··· ESTRATTO DELLA FONTE ···

Una madre racconta la fuga della sua famiglia dalla Siria, attraverso i pericoli del deserto e del mare.
Di Kate Bond
“Mi è difficile pensare al futuro in questo momento”, dice Houda mentre siamo sedute vicine, nel cortile del centro di accoglienza di Lampedusa. Mentre il sole estivo picchia cocente, si lascia sfuggire uno stanco sospiro. “Il mio futuro è nelle mani degli altri.”
Ondate di calore brillano e danzano con la polvere, facendo sembrare i bambini che ci giocano accanto quasi un miraggio. Anche Houda, che con il suo velo marrone si staglia contro le pareti imbiancate a calce, difficilmente può credere che la sua famiglia ce l’abbia fatta fino a questo punto. In alcuni momenti a bordo della barca, mentre attraversavano il mare aperto, il futuro sembrava esistere appena.
All’interno di questi edifici in blocchi di cemento, oltre un migliaio di migranti e rifugiati come Houda e la sua famiglia aspettano di essere trasferiti sulla terraferma. Hanno rischiato tutto per arrivare qui, fuggendo da guerre e violenze in patria, o dall’estrema povertà, prima di intraprendere un viaggio attraverso il Mediterraneo per cercare sicurezza in Europa.
Anche se la sua famiglia qui è finalmente al sicuro, per Houda l’acqua e il calore servono come costante promemoria dei pericoli che hanno affrontato durante il cammino.
La loro vita è andata in pezzi quando il quartiere di Damasco dove vivevano è stato terribilmente assediato. Prima della guerra avevano due case nella capitale siriana, dove suo marito si guadagnava da vivere trasportando generi alimentari. Ma quando una delle due case è stata bombardata, la famiglia è stata costretta a fuggire. Per finanziare la loro fuga hanno dovuto vendere rapidamente anche la seconda.
Il primo porto dove abbiamo fatto scalo era in Libano, ricorda Houda, mentre suoi figli si riuniscono attorno a lei per ascoltarla. Malak, la più giovane, mi offre un biscotto. Come sua madre, è una bimba pacatamente determinata e non accetterà un no come risposta.
Successivamente la famiglia ha volato in Algeria e, volendo lottare per ottenere la miglior vita possibile, ha preso contatto con un contrabbandiere. Houda ricorda che ha detto alla famiglia: “Posso portarvi in Libia. Ho due automobili”. E così hanno guidato attraverso il deserto.
A casa la guerra si intensificava, e la famiglia ormai contava 22 membri. Hanno trascorso quattro lunghi giorni salendo e scendendo dune di sabbia. Erano compressi all’interno delle due vetture, con poco spazio a disposizione per muoversi e, a volte, il caldo che diveniva insopportabile. “È stato difficile,” dice Houda. “Ma tornare indietro non era un’opzione”.

···

*ESERCIZIO ASSEGNATO A*. Riporta senza modifiche le righe dell'elenco, da quella che contiene "Task: indicate each instance of the pair" fino alla fine dell'elenco, entrambe le estremità incluse, tralasciando le immagini.
Il brano e l'elenco non hanno alcun legame tra loro.

··· DATI ARCHIVIATI ···

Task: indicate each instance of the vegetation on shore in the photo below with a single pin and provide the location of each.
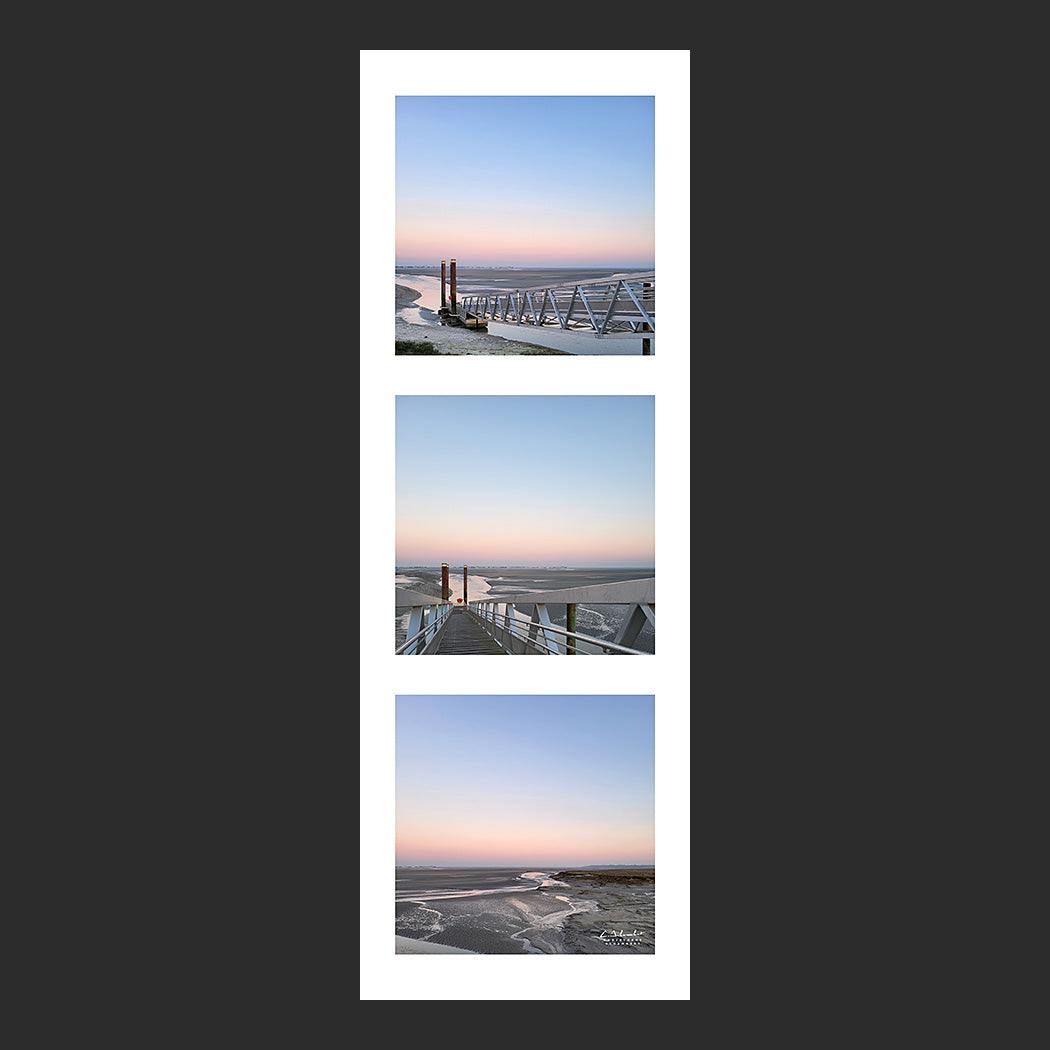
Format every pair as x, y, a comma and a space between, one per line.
607, 876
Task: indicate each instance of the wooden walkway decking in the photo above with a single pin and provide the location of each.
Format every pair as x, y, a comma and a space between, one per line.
463, 635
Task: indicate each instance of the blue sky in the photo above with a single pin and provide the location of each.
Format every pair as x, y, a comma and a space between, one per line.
525, 180
525, 779
525, 480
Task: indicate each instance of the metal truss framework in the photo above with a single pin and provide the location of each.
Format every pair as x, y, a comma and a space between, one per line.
604, 308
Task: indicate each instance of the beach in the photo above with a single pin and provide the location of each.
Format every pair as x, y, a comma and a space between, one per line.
505, 911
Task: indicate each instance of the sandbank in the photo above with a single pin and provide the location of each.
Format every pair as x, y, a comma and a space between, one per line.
410, 946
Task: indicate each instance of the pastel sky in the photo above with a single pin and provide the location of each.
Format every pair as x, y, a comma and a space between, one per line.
525, 480
524, 779
542, 181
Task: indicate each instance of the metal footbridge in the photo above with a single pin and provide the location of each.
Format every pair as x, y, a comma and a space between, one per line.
602, 306
496, 626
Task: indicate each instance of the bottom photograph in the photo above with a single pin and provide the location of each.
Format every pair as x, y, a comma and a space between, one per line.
525, 824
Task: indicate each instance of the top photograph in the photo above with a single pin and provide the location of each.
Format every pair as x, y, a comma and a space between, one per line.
525, 225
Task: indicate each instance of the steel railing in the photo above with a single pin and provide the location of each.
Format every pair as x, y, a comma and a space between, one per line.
538, 635
426, 618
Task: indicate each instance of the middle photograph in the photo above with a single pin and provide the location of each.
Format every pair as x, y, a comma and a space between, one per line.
525, 525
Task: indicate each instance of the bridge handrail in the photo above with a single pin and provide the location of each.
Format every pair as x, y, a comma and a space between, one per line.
626, 592
419, 602
511, 623
423, 636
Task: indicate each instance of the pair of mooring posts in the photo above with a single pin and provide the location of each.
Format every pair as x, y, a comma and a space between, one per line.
446, 591
570, 608
452, 281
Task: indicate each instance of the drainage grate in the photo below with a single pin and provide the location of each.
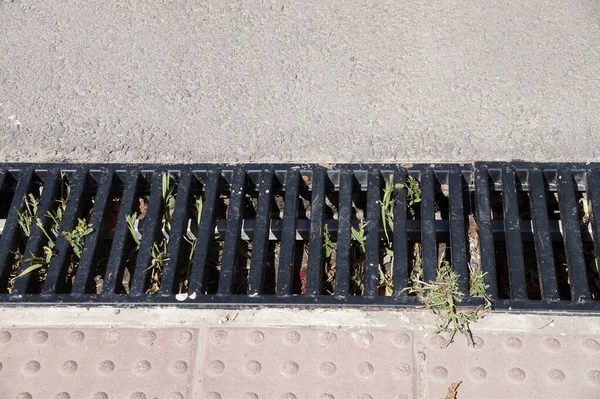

···

*ESERCIZIO ASSEGNATO B*. Quali Paesi sono nominati nel brano sulla fuga dalla Siria?

*RISULTATO FINALE A*.
Task: indicate each instance of the pair of mooring posts in the photo above with a single pin and provide the location of each.
Format every pair as x, y, a comma and a space between, one per line.
446, 591
570, 608
452, 281
Task: indicate each instance of the drainage grate in the photo below with a single pin and provide the location of each.

*RISULTATO FINALE B*. Siria, Libano, Algeria, Libia